• **PROBLEM TO WORK ON**: Begin at the line below that contains "Pick-planner input: for every instance of the concrete". Repeat it and all remaining lines of the records exactly.

[Point labeling examples]
========================================
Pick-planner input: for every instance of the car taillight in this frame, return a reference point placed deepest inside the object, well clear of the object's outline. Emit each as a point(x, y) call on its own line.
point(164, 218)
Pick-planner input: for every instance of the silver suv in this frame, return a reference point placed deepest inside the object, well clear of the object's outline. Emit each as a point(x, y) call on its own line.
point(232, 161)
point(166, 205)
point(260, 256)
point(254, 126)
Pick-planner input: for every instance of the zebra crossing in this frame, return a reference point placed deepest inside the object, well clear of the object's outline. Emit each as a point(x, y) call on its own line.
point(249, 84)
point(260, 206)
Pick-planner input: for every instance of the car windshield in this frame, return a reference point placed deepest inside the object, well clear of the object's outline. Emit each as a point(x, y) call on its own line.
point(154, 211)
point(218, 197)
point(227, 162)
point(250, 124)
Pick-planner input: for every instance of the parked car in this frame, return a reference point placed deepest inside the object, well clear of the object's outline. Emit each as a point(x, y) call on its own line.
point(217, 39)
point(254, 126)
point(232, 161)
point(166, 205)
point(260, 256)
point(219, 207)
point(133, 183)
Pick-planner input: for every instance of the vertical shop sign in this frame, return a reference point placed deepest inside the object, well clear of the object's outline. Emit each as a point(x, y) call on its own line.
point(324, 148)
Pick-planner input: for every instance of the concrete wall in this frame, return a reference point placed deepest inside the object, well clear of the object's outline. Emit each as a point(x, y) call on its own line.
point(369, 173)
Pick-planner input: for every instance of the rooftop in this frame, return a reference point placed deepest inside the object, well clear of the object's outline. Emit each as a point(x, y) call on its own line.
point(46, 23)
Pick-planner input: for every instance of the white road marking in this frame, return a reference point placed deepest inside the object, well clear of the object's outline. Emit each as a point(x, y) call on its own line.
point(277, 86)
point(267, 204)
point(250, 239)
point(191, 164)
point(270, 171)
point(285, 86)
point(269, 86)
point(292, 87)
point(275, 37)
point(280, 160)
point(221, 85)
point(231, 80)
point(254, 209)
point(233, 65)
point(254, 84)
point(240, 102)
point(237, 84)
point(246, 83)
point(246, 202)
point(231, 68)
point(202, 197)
========================================
• **TASK RESULT**:
Pick-planner input: for every instance of the concrete wall in this frame, return a reference point placed deepest inside the object, well clear of the object's outline. Emit each as a point(x, y) call on its own line.
point(369, 173)
Pick-planner input: for every instance of the rooftop in this frame, return a reference point placed deepest inside the object, well clear of the object's outline. Emit each as a point(x, y) call on its own line.
point(46, 23)
Pick-planner input: for every instance of the white road marking in this frame, return a reference point placed deepest inside the object, well clear of the object's outline. Emit each as a point(x, y) call on its own line.
point(277, 86)
point(267, 204)
point(250, 239)
point(191, 164)
point(270, 171)
point(285, 86)
point(269, 86)
point(292, 87)
point(275, 37)
point(280, 160)
point(221, 85)
point(231, 80)
point(254, 209)
point(233, 65)
point(254, 84)
point(240, 102)
point(237, 84)
point(246, 83)
point(246, 202)
point(231, 68)
point(202, 197)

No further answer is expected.